**CHALLENGE:** Please put the data below into a numbered list, leaving out any blank lines.

* BEGIN INFORMATION PROVIDED *

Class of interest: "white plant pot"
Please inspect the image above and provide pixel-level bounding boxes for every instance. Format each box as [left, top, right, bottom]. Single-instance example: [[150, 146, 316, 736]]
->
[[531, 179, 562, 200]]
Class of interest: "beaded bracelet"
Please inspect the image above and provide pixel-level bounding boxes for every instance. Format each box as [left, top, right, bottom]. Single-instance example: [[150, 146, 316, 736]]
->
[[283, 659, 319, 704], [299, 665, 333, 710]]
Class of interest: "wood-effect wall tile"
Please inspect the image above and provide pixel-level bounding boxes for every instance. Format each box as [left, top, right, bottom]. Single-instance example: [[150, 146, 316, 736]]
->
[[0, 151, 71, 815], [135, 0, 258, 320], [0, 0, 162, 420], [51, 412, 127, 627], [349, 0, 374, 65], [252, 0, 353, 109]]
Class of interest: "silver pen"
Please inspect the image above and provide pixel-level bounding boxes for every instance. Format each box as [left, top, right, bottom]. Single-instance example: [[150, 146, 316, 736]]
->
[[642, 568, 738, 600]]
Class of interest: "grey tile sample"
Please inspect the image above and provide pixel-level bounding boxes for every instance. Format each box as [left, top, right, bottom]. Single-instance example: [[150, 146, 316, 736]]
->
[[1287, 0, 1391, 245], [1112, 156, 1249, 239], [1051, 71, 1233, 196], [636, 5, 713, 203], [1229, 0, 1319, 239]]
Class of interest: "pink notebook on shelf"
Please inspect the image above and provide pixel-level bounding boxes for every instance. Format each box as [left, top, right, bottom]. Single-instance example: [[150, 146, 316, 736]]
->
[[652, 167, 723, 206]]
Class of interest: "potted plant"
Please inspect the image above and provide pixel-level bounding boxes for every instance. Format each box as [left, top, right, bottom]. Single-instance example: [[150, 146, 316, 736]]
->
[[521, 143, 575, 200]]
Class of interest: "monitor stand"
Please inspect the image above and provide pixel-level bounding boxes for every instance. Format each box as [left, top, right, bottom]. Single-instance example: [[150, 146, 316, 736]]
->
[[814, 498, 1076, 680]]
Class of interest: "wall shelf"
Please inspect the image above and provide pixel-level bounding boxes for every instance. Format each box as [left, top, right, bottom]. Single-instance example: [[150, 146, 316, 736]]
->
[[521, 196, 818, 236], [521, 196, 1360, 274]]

* END INFORMATION PROVIDED *

**PROBLEM SOLUTION:**
1. Class of interest: "white plant pot"
2. Please inspect the image above and provide pixel-level bounding boxes for every instance. Format each box as [left, top, right, bottom]. Single-instance example: [[150, 146, 316, 736]]
3. ->
4. [[531, 179, 562, 200]]
5. Class of interest: "beaded bracelet"
6. Please inspect the image above and provide pixel-level bounding boxes for every instance. Format each box as [left, top, right, bottom]. Single-instance example: [[150, 146, 316, 736]]
7. ->
8. [[283, 659, 319, 704], [299, 665, 333, 710]]
9. Class of interest: "wood-effect wall tile"
10. Please inspect the image above and provide pixel-level bounding boxes for every instance. Format each box as [left, top, right, bottom]. Single-instance example: [[150, 146, 316, 736]]
11. ->
12. [[0, 151, 71, 815], [135, 0, 258, 320], [0, 0, 162, 420], [51, 412, 127, 627], [349, 0, 374, 65], [252, 0, 353, 109]]
13. Class of interest: "silver pen"
14. Please inspect the image above and provide pixel-level bounding boxes for every instance. Format each box as [left, top, right, bottom]. Single-instance example: [[150, 146, 316, 736]]
15. ->
16. [[642, 568, 738, 600]]
17. Class of interest: "grey tile sample"
18. Please inspect the image above and provide pixel-level bounding boxes for every instance. Format each box as [left, top, right, bottom]. Single-instance example: [[150, 146, 316, 736]]
19. ->
20. [[1287, 0, 1391, 245], [1112, 156, 1249, 239], [1051, 71, 1233, 196], [636, 5, 713, 203], [1229, 0, 1319, 239]]
21. Class of interest: "pink notebook on shelf"
22. Please inspect the image above and provide pixel-level bounding boxes for every instance. Format each box as [left, top, right, bottom]. Single-instance example: [[150, 146, 316, 736]]
23. ->
24. [[652, 167, 723, 206]]
25. Class of interest: "potted plant"
26. Please inspect the image above and provide pixel-level bounding boxes for every instance. Format each box as [left, top, right, bottom]. Single-instance example: [[150, 146, 316, 736]]
27. ->
28. [[521, 143, 575, 200]]
29. Class of interest: "monitor stand"
30. Please inspect the image above and provide pixel-level bounding boxes for every instance. Format each box as [left, top, right, bottom]. Single-instance example: [[150, 146, 316, 736]]
31. ->
32. [[814, 498, 1076, 680]]
33. Class of interest: "wall shelf"
34. Please inspect the image above and provide pixel-level bounding boxes for every instance. Format each box as [left, top, right, bottom]. Single-instance example: [[150, 146, 316, 736]]
35. ->
36. [[521, 196, 818, 236], [521, 196, 1360, 274]]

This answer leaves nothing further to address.